**Your assignment**
All lines from the one with "Request: blue sky" to the end of the data: return those exactly, and only those.

[[ Data section open ]]

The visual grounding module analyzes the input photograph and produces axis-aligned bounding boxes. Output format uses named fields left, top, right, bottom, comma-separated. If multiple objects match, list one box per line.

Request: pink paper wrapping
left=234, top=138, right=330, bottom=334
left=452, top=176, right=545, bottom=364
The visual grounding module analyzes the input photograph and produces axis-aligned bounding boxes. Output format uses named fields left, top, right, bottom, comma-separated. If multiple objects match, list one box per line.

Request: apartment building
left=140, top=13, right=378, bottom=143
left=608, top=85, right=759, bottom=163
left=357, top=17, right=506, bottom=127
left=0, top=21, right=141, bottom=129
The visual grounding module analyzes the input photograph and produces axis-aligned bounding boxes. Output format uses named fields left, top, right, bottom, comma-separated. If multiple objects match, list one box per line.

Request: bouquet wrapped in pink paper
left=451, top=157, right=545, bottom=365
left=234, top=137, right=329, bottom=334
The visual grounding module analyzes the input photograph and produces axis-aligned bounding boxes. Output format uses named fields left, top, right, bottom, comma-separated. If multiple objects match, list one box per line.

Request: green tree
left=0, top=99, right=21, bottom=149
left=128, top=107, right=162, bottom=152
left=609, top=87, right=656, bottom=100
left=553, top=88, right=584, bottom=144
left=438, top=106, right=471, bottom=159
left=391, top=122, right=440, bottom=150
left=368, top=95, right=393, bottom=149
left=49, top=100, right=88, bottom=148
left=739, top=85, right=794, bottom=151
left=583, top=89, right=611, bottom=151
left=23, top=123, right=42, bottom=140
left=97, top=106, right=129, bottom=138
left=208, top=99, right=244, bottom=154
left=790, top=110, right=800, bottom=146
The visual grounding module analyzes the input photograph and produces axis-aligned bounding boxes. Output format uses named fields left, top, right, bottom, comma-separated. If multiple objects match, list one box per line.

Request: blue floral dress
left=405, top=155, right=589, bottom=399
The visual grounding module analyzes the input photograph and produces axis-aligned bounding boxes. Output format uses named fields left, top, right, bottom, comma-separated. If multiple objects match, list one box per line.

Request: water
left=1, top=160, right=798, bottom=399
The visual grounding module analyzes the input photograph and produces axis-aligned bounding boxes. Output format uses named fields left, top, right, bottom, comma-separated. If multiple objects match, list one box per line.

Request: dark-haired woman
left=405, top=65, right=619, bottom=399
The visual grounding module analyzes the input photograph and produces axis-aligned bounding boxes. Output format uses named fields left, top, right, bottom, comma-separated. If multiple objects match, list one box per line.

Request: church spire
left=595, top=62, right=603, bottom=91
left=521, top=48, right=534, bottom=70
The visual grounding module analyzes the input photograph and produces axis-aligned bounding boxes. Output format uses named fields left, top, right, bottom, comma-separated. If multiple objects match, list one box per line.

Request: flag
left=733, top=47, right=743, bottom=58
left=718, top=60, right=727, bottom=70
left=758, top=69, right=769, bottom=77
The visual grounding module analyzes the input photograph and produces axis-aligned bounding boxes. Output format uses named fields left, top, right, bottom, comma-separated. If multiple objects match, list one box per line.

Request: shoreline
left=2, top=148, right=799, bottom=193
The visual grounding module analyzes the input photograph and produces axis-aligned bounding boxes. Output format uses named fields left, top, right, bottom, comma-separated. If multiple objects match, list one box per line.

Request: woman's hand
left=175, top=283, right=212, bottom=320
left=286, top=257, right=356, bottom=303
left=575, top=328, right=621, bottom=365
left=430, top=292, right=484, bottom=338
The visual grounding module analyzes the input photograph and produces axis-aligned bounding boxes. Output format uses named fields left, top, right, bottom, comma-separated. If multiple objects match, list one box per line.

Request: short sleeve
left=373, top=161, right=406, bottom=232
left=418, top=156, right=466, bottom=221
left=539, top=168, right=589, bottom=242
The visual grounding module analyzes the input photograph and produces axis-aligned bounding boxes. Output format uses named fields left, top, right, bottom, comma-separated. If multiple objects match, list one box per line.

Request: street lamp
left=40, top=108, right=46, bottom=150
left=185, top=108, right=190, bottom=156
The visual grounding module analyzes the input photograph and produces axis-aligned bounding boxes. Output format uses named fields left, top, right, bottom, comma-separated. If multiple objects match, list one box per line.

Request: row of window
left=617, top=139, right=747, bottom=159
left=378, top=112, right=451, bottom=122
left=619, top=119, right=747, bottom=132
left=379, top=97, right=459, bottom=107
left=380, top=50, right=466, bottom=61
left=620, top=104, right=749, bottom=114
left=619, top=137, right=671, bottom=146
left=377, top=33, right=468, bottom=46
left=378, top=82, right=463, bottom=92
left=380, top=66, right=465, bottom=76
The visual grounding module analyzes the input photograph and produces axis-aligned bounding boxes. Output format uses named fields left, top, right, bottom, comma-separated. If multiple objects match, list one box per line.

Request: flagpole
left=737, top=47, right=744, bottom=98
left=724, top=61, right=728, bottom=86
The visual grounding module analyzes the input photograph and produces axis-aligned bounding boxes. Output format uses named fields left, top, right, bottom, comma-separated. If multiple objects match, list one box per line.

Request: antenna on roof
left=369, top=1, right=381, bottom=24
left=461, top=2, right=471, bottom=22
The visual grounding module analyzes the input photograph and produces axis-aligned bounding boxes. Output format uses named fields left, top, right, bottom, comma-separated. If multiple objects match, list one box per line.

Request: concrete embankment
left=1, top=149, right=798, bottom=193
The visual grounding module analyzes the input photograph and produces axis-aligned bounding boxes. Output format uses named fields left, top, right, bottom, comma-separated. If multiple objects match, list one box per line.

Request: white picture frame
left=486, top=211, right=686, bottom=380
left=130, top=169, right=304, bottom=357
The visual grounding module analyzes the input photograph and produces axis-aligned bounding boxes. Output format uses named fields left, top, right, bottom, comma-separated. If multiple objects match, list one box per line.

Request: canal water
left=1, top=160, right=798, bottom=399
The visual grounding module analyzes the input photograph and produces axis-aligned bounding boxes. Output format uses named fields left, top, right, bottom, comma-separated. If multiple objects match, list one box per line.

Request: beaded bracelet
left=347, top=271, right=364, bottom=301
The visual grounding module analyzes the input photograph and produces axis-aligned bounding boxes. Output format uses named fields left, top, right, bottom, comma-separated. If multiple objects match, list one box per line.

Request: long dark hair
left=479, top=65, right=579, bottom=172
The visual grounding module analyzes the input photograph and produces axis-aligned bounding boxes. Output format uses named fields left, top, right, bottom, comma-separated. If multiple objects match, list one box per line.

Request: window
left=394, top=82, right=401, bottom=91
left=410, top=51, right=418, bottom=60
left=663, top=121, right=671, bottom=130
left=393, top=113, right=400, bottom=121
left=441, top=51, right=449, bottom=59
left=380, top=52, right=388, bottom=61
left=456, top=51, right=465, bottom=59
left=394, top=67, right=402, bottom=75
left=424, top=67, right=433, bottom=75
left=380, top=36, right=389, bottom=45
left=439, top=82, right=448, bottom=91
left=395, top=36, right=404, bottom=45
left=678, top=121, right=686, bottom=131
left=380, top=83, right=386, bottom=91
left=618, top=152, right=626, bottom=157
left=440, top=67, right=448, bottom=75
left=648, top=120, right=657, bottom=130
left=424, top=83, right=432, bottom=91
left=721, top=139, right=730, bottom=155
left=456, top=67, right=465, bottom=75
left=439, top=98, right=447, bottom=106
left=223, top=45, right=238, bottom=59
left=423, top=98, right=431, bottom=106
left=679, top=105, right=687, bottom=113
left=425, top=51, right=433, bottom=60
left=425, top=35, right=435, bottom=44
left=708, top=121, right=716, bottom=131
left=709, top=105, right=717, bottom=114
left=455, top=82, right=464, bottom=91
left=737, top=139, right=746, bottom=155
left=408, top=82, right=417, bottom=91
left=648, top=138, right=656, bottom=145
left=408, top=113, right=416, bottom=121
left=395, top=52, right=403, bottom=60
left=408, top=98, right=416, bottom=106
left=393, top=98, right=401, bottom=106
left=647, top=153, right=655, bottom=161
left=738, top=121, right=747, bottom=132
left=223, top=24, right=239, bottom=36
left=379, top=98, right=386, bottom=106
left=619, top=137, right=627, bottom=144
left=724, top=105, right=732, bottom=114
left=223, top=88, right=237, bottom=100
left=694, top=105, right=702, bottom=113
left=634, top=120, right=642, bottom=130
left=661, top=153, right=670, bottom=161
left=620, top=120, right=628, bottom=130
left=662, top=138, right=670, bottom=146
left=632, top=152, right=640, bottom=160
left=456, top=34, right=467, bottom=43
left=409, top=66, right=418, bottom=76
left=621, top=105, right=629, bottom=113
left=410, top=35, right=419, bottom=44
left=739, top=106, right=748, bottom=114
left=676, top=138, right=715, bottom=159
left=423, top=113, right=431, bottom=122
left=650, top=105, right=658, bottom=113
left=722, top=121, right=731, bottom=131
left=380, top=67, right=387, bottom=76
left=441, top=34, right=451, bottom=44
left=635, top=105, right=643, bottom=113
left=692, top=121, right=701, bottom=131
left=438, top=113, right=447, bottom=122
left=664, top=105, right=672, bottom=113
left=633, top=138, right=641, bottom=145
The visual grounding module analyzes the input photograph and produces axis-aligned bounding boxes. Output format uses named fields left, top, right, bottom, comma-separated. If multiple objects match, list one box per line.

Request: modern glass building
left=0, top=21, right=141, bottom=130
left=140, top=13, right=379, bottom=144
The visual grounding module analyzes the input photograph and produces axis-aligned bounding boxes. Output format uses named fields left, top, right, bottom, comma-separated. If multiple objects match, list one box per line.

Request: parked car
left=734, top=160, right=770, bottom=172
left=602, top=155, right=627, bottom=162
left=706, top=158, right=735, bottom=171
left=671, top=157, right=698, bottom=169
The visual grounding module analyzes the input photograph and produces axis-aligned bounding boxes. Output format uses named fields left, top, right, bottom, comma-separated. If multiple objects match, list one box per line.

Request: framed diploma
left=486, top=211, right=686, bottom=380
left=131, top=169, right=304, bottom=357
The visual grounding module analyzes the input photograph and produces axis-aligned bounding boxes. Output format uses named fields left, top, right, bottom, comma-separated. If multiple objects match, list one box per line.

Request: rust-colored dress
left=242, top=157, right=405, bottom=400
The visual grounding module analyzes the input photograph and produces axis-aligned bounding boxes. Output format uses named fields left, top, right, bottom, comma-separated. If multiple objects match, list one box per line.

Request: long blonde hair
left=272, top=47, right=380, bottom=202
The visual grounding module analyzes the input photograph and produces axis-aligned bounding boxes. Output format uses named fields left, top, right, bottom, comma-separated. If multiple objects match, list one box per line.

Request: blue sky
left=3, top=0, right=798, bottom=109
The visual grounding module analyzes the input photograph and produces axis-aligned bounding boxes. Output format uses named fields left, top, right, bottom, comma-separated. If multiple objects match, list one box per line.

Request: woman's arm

[[ Data section closed ]]

**Answer area**
Request: blue sky
left=3, top=0, right=798, bottom=109
The visual grounding module analyzes the input photograph and produces axis-aligned bounding boxes. Output format uses named fields left, top, right, bottom, comma-separated. If multiple objects match, list one box per line.

Request: woman's arm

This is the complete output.